BEGIN TASK INPUT

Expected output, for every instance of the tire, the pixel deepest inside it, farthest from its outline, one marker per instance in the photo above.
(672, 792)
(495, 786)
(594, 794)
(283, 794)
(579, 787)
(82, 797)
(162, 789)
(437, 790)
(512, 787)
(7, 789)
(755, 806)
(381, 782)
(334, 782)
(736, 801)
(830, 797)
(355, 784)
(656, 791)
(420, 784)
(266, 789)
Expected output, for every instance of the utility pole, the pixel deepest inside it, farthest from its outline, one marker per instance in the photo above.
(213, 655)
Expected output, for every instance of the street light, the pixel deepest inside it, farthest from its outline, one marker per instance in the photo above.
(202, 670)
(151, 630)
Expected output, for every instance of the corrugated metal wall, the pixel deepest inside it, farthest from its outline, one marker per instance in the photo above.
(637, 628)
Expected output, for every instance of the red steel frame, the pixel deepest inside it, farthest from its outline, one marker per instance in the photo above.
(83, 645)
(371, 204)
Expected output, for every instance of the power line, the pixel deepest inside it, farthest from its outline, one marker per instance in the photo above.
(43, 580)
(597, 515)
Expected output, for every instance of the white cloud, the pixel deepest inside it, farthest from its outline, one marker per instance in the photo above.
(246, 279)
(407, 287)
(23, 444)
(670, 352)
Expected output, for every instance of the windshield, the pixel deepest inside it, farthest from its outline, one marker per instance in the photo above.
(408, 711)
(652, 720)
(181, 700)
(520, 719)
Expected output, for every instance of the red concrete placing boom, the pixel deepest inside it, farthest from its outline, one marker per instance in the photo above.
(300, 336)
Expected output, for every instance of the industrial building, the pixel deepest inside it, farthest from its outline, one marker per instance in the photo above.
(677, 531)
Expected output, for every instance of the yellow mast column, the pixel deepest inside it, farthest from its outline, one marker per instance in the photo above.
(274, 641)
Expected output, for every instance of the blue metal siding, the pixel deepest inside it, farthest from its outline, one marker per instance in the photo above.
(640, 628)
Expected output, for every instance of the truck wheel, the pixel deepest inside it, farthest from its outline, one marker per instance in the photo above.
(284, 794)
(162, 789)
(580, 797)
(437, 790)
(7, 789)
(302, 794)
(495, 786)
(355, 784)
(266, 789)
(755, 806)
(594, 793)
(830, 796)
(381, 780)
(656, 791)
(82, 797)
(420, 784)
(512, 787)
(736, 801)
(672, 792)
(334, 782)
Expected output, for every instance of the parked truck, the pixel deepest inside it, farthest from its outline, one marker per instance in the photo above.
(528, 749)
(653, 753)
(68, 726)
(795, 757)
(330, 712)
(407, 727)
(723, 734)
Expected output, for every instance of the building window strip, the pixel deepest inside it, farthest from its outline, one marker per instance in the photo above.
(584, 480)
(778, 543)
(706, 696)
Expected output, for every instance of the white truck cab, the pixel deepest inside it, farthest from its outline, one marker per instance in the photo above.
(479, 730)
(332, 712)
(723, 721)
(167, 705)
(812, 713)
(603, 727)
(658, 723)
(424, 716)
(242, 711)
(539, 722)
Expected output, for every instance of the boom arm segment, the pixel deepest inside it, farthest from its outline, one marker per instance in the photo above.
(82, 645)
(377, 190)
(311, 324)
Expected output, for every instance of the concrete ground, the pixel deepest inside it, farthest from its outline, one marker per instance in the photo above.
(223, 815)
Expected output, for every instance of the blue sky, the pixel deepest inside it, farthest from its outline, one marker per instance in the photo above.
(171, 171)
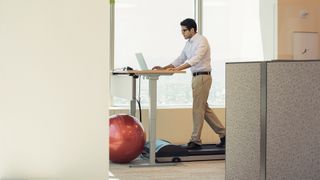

END TASK INPUT

WHAT NEEDS TO BE DONE ::
Put the part of the records that opens with the line containing "Expected output, for every instance of the parked" and runs through the end of the records into a two-column CSV with columns instruction and points. Give one row for each instruction and the coordinates beneath it, with each field quoted, line breaks turned into spaces, and pictures left out.

FINAL RESULT ::
instruction,points
"Expected output, for every instance of the parked truck, the pixel deepest inside it, farthest from its outline, one marker per instance in the photo above.","(528, 749) (653, 753) (68, 726) (795, 757) (330, 712) (407, 727) (723, 734)"
"Expected output, for every instance of the building window strip, the pixel deepest inside it, farthest from its outline, one marker per instance in the photo above.","(584, 480) (778, 543) (706, 696)"
"Expected output, for every instance of the white truck cab, the pixel deepest inside it, farthest from its outline, one marker per instance in the photo above.","(479, 730) (332, 712) (723, 721) (167, 705) (812, 713) (603, 727) (658, 723) (424, 716) (242, 711) (539, 722)"
"Expected output, for every instance of the boom arm segment, the pixel deepest inside it, farthest from its outline, one marker per instance in the photo above.","(82, 645) (377, 190) (311, 324)"
"Expected output, for every instance of the concrete ground, the pixel deepest inside it, farthest from its outline, one marker per instance in the photo above.","(223, 815)"
"Expected output, for every instance of the blue sky, the pixel deepest inside it, farthest from its outline, one marker per instance in the photo above.","(171, 171)"